Extract to read –
************
I got the TG-1 at my local music store in October of 1997. I was really looking for a Magnus 8200 chord organ to replace the one I had as a child, but the salesperson had nothing like that. She was going to suggest one organ and then realized it was for rental only. Then she suggested an old Lowrey TG-1. She played a few chords and a couple rhythms, and I thought it was the most beautiful-sounding organ ever, and I bought it. The store owner told me, when I asked him, that the organ was 20 years old.
I learned to play the TG-1 like a piano since it had only 1 manual, and I took piano lessons. I played that clunker everyday, thinking it was the organ of a lifetime! I even wrote the salesperson a letter thanking her for helping me pick what I thought was the perfect organ for me!
The volume was either too high or low...I had a hard time finding a happy medium since it'd go way up or way down as I tried to adjust it. Most of the sounds weren't even remotely realistic. The vibra harp was the nicest sound on there, and that's what I used most often for the right hand. Banjo was one of 3 sound choices for the left hand! It would work for country, especially if there had been a country rhythm, but I could only imagine how bad the banjo would sound for a love song like the theme from Titanic! The other choices weren't much better. To me, the strings sounded more like the buzz of a passing fly! There was a flute but no flute footages or presets, so I thought it odd that there was no full organ sound on that, uh, organ. I did enjoy the piano arpeggio though.
The tempo slider was also touchy, and I didn't know what "repeat" below the slider meant. There were a few buttons that had no effect when I pushed them.
************
Entries shown –
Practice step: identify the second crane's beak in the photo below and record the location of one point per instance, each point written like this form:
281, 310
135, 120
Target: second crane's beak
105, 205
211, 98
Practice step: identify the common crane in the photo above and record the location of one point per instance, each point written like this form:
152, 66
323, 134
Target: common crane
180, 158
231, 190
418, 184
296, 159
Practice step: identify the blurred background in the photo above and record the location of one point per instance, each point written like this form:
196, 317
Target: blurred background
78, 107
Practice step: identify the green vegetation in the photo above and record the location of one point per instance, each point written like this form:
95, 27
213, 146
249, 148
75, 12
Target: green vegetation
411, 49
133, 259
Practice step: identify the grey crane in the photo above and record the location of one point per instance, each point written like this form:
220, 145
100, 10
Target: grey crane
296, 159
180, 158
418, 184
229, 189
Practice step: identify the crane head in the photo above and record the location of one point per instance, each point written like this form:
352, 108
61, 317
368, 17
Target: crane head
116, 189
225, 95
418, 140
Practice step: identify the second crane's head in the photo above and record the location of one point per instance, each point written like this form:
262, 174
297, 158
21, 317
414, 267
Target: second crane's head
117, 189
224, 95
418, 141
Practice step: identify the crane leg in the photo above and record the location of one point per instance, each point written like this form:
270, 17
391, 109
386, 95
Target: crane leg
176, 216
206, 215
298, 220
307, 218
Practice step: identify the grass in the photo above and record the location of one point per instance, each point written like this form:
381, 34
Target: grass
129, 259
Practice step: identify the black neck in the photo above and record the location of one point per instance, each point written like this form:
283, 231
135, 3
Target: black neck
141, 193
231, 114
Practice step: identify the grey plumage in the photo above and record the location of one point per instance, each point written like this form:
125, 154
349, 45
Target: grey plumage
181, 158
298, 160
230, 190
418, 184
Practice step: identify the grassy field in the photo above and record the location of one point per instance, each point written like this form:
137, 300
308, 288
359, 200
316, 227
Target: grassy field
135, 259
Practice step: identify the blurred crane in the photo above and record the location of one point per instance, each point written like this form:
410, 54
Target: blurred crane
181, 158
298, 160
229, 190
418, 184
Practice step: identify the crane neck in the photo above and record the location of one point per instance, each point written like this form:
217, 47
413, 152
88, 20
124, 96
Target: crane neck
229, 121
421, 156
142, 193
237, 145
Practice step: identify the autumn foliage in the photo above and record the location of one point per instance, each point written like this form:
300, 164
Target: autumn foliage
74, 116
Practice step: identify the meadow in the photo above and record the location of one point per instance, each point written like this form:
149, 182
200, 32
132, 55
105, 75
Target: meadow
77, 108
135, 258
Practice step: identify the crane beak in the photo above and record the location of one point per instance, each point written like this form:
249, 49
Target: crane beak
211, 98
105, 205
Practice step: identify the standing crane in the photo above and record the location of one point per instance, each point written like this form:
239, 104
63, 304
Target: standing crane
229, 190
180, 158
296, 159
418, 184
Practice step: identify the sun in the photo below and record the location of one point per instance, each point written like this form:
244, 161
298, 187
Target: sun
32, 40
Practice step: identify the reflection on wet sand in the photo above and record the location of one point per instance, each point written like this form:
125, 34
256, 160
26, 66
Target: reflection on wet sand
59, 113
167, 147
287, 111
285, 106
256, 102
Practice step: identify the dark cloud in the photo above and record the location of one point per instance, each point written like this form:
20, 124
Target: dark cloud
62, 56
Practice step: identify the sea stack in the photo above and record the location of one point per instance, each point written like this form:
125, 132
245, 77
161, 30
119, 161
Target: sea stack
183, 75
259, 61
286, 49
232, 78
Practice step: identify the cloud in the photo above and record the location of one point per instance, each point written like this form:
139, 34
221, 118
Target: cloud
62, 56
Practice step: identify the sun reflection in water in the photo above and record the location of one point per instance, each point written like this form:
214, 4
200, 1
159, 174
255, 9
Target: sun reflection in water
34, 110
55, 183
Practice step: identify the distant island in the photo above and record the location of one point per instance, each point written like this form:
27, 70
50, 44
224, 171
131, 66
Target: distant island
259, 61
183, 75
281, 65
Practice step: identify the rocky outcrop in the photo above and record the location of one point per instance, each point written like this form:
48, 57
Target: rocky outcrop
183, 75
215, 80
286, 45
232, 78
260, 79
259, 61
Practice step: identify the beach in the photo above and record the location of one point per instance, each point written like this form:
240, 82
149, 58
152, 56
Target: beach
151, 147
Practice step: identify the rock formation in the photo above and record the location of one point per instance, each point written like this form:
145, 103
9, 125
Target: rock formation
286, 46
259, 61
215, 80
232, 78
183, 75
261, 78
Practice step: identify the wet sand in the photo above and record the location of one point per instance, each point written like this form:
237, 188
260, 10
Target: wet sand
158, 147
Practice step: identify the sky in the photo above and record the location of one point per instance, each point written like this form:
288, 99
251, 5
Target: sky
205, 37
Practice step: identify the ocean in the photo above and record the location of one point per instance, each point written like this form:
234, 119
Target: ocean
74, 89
************
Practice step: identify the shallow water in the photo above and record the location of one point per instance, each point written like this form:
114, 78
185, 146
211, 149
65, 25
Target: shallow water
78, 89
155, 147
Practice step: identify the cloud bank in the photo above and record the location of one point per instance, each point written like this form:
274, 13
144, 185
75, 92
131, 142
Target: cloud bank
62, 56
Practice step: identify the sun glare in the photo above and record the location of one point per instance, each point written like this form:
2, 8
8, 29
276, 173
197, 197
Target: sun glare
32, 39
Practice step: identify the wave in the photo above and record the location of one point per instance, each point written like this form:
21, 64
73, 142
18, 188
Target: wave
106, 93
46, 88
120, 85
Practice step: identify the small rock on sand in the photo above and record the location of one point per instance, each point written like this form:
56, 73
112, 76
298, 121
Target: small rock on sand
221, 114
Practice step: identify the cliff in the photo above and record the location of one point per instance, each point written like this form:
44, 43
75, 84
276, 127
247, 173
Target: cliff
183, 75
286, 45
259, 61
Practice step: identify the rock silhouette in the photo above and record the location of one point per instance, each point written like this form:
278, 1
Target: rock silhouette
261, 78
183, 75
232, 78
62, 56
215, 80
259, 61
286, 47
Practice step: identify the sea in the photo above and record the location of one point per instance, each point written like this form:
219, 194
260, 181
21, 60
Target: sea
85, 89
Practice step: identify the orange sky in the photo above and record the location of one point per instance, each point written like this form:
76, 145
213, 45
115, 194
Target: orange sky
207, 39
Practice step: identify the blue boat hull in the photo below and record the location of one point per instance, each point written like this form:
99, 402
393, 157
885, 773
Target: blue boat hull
************
The request – Carry on the account of the Lowrey TG-1 organ from its last sentence. The items are unrelated material and stand on their own.

Answer to the task –
The organ's colorful buttons were beautiful and the woodgrain design was pretty, but the moldings on the sides and music stands didn't do much for me. For the limited registration and creative options available, to me, the TG-1 was the size of a boat!
When I was introduced to Technics organs in 1998, I realized something: $100 doesn't buy you much of an organ, and it cost me $75 to have it delivered to my home! I sure got what I paid for!
The Lowrey TG-1 is certainly an old organ, even by 1997 standards, and it seems to be a very basic Lowrey model. So I shouldn't have come to be disappointed, after discovering Technics, that the TG-1 had no more than what it had. I like to laugh at the TG-1 for fun and it definitely was the most pitiful-sounding organ I ever played, I did have humble beginnings in organ playing, and the ability to move on to bigger and better organs, like my Technics EA1, and I'm not ashamed of that.Denise
You are never too young or old to enjoy playing the organ!
There's no right or wrong way, it's however YOU want to play!
Current Organs:
Technics SX-GA3
Technics SX-EA1
Magnus chord organ, model unknown
Lowrey TG-1 Magic Teenie Genie (recently given by a friend)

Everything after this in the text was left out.